## Set task
Rename "ring rule" to "fill rule" in the items from the line holding "[segment] yellow tool on shelf" through the end of the records, inclusive, and give those lines again with nothing else changed. Leave the pictures out of your answer.
>> start Items
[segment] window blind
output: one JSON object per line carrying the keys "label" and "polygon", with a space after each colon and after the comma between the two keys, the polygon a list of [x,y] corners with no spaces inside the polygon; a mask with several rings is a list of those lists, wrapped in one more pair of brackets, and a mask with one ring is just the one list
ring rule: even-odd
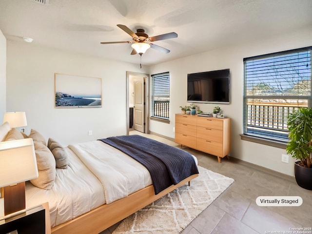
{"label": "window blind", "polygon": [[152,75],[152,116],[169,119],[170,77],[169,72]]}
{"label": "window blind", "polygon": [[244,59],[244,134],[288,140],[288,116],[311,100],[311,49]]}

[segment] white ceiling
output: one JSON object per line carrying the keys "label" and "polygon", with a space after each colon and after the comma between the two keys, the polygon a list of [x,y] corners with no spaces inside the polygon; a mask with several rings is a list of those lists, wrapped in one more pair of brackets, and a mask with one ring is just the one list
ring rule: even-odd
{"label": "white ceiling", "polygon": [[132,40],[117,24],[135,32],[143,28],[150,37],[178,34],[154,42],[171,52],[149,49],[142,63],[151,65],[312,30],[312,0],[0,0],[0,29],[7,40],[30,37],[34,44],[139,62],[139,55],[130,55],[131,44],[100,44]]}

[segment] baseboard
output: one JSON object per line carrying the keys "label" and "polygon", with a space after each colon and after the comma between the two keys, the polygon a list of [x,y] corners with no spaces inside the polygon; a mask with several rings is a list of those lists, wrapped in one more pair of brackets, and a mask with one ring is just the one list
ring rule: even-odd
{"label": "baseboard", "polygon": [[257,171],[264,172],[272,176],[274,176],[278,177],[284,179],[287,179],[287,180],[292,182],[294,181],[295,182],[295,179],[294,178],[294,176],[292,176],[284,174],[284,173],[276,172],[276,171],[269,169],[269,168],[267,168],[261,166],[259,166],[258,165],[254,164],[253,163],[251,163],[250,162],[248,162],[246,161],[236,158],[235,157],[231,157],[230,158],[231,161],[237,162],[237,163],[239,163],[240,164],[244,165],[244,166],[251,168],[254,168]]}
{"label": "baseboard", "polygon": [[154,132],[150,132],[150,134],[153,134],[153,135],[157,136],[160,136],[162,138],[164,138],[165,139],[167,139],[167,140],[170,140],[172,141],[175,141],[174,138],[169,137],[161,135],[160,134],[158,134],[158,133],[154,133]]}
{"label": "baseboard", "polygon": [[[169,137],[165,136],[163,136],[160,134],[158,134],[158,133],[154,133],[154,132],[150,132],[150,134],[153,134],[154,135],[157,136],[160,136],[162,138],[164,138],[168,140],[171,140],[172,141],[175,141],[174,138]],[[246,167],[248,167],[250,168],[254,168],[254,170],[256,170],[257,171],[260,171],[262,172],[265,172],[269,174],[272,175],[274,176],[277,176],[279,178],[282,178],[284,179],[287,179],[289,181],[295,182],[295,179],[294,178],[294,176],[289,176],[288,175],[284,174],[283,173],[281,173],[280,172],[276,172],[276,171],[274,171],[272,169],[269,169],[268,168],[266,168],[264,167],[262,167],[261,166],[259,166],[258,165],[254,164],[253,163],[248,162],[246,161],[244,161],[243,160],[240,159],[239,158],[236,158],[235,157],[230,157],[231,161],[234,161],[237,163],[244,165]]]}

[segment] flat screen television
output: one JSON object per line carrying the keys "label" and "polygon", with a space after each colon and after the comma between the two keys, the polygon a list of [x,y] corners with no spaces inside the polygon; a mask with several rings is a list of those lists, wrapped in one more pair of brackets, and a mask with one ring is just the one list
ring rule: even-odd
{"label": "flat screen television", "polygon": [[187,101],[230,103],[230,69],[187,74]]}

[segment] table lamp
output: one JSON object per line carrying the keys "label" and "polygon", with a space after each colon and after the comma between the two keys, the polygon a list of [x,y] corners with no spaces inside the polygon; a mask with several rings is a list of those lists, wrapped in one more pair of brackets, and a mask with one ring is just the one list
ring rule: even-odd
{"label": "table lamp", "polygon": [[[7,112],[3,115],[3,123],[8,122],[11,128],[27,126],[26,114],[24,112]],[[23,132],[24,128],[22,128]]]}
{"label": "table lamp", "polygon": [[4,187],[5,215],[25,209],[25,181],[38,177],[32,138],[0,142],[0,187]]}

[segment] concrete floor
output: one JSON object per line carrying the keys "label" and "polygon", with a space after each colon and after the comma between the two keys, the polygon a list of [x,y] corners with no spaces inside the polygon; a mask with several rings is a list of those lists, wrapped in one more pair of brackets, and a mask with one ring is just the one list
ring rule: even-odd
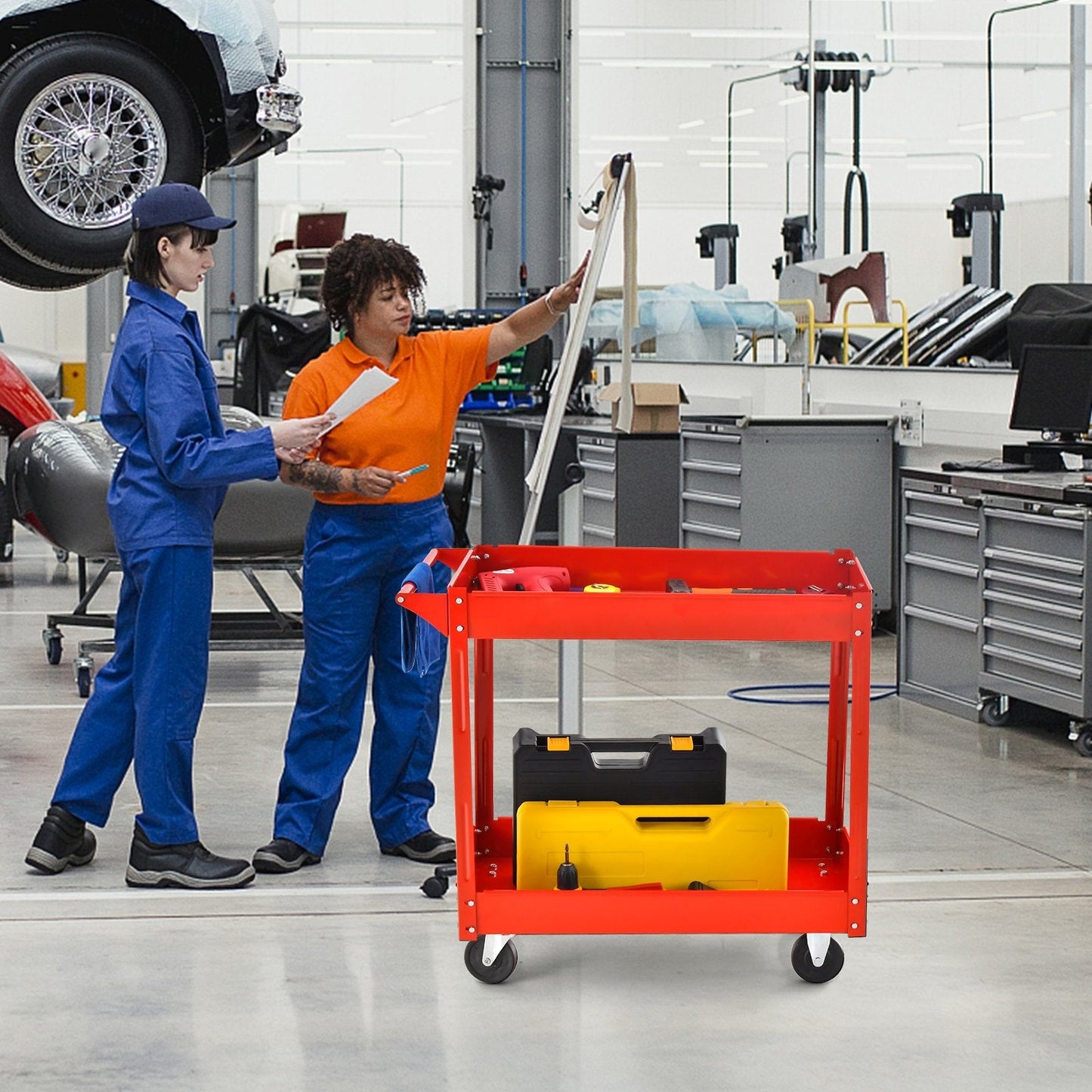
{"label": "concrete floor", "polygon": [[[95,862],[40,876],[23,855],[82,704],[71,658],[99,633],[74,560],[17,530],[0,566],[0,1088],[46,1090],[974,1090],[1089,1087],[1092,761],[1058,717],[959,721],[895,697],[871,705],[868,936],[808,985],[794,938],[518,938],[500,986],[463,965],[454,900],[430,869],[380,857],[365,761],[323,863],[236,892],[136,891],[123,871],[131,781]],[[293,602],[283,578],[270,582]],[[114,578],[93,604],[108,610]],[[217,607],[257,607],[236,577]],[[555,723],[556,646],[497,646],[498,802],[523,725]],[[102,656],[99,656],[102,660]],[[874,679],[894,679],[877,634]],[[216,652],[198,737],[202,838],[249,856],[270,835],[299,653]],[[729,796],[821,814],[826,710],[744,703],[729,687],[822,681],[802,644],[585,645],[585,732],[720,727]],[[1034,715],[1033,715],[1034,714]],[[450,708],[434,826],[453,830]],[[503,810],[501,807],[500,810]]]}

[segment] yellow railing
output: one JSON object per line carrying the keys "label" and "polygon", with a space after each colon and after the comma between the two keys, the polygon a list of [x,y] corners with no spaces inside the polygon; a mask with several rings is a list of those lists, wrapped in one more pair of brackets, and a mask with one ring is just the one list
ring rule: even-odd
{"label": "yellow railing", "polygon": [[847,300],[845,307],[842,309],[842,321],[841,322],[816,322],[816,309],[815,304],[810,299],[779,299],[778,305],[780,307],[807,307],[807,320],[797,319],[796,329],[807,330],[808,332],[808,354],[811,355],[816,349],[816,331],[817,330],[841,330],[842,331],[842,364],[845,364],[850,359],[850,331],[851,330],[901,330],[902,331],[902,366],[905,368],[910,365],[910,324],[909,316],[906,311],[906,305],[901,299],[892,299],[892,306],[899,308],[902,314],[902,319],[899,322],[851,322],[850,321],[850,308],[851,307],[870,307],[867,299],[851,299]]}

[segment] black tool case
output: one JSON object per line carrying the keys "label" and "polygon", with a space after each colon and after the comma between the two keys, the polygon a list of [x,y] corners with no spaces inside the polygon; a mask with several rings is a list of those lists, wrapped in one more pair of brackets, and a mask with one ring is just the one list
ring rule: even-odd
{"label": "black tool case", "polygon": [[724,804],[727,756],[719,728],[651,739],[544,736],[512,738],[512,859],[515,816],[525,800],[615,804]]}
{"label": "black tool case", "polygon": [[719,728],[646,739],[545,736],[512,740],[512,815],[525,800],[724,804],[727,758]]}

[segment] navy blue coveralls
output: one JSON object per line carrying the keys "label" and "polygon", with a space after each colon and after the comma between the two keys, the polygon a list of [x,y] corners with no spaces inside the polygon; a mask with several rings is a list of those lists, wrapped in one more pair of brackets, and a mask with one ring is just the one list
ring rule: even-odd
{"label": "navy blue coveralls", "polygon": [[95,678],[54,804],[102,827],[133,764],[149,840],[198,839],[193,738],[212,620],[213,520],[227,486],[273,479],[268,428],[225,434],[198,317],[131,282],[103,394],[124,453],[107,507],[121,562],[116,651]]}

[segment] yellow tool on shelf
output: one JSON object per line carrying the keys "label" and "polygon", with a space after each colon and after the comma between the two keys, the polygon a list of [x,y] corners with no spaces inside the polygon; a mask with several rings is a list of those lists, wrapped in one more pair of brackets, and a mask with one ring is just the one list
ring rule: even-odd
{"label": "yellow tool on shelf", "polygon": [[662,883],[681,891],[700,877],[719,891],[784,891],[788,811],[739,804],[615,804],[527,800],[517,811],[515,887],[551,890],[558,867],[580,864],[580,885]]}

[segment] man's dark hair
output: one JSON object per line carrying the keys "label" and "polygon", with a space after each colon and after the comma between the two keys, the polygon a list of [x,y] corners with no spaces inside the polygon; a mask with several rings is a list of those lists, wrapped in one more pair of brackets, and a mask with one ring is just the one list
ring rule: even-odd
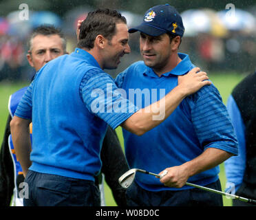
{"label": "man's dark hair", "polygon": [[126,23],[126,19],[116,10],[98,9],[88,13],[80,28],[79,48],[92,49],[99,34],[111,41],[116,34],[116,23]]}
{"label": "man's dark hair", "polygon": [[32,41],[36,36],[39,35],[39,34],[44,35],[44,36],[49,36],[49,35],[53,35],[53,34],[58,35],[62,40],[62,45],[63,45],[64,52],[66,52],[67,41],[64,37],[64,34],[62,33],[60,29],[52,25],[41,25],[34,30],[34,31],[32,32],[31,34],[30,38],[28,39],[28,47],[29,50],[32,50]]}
>> end Items
## Final result
[segment] yellow tool on shelf
output: one JSON object per line carrying the keys "label" and "polygon", with a space after each colon and after the comma between the two keys, the polygon a list of [x,y] corners with no spaces inside the polygon; a mask with several rings is a list of those lists, wrapped in one more pair of brackets, and a mask with one ring is just the one list
fill rule: even-odd
{"label": "yellow tool on shelf", "polygon": [[662,883],[681,891],[700,877],[719,891],[784,891],[788,811],[739,804],[615,804],[527,800],[517,811],[515,887],[551,890],[558,867],[580,864],[580,885]]}

[segment] man's dark hair
output: one JSON object per line carrying the keys "label" and "polygon", with a space after each colon and after the comma between the two keys, the polygon a list of [x,y] corners with no spaces inside the polygon; a mask with several rings is a list of those lists, wrapped in one more pair of brackets, and a mask with one ring is just the one list
fill rule: even-odd
{"label": "man's dark hair", "polygon": [[126,23],[126,19],[116,10],[98,9],[88,13],[80,28],[79,48],[92,49],[99,34],[111,41],[116,34],[116,23]]}
{"label": "man's dark hair", "polygon": [[32,41],[36,36],[39,35],[39,34],[44,35],[44,36],[49,36],[49,35],[53,35],[53,34],[58,35],[62,40],[62,45],[63,45],[64,52],[66,52],[67,41],[64,37],[64,34],[62,33],[60,29],[52,25],[41,25],[34,30],[34,31],[32,32],[31,34],[30,38],[28,39],[28,47],[29,50],[32,50]]}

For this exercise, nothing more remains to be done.